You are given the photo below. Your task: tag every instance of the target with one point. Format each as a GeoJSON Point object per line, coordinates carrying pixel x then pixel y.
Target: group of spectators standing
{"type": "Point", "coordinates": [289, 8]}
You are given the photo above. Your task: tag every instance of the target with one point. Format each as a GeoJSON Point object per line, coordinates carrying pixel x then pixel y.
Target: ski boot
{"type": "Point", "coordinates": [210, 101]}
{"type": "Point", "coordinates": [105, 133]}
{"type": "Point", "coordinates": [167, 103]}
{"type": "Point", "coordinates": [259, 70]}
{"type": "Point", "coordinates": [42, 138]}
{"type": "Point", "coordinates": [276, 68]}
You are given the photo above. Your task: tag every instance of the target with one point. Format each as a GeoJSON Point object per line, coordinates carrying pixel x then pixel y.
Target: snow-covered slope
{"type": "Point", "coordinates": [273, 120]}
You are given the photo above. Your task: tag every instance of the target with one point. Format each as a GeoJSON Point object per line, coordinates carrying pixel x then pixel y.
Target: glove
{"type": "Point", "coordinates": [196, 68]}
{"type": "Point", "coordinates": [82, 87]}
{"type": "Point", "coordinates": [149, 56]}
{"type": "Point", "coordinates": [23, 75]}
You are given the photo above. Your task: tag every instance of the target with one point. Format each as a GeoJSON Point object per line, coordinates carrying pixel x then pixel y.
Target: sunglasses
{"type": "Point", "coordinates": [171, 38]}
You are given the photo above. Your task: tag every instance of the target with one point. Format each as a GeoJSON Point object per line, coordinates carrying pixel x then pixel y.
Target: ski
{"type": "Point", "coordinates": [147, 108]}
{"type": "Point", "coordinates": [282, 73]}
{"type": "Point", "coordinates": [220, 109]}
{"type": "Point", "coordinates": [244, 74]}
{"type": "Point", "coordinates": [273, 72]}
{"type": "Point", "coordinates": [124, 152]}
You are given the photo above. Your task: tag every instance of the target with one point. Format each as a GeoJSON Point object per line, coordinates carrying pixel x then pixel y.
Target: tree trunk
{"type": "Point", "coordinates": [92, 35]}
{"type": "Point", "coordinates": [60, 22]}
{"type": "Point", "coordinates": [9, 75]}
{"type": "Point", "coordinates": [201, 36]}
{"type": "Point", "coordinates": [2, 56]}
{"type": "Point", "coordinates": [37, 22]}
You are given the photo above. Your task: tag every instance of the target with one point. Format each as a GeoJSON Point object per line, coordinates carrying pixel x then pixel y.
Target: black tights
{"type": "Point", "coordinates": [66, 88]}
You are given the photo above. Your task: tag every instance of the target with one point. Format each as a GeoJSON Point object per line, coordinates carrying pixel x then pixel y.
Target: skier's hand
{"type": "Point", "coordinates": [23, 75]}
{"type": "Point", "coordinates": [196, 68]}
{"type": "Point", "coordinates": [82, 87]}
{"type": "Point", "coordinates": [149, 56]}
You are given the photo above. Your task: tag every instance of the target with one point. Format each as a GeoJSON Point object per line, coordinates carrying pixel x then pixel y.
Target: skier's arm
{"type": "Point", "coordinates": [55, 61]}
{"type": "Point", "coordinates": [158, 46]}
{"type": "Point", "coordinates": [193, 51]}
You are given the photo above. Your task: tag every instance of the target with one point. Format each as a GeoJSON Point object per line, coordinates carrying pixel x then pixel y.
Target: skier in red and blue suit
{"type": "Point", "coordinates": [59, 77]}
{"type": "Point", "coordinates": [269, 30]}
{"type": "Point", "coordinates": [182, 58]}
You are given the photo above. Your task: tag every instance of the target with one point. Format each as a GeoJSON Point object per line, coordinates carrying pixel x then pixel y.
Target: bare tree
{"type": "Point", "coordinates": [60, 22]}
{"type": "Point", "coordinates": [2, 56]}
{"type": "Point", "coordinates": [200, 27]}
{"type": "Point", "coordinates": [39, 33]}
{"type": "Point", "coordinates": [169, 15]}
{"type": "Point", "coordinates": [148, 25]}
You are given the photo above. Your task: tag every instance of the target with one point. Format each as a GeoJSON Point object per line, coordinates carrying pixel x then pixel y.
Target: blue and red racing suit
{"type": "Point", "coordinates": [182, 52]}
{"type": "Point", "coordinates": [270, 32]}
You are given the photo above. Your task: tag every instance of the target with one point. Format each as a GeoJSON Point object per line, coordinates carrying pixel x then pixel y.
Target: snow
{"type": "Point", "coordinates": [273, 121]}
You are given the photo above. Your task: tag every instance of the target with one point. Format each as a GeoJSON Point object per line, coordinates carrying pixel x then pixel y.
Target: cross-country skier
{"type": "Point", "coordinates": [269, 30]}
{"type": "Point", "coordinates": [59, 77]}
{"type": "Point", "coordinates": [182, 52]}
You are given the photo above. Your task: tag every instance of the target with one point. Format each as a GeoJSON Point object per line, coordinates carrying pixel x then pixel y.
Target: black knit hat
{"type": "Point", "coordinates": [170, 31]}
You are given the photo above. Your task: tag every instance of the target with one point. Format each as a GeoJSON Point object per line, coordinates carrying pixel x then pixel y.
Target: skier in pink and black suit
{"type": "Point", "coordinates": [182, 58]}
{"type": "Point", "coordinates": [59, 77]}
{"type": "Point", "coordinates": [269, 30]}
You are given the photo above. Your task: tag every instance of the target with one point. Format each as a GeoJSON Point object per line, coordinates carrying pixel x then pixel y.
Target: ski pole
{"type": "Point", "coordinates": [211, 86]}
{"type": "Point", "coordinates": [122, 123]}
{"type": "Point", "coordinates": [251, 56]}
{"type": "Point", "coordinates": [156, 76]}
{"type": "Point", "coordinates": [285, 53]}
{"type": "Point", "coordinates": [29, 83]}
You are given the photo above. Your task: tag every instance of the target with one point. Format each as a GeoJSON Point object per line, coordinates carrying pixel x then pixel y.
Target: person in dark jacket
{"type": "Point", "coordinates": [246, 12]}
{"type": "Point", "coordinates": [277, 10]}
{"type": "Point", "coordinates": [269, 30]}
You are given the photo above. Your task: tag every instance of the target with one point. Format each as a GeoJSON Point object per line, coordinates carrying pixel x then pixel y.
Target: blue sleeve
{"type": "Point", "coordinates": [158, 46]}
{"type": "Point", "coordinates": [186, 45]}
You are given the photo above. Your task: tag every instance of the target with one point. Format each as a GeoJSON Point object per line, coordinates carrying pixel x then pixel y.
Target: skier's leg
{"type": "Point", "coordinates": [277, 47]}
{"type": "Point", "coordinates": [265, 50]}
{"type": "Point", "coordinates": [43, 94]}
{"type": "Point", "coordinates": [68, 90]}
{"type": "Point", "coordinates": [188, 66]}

▶ [What the task asks] Collect every line of the listing above that contains the word "suit", copying each one in full. Case counts.

▶ [Answer for the task]
Target: skier in red and blue suit
Target: blue and red racing suit
Target: skier in pink and black suit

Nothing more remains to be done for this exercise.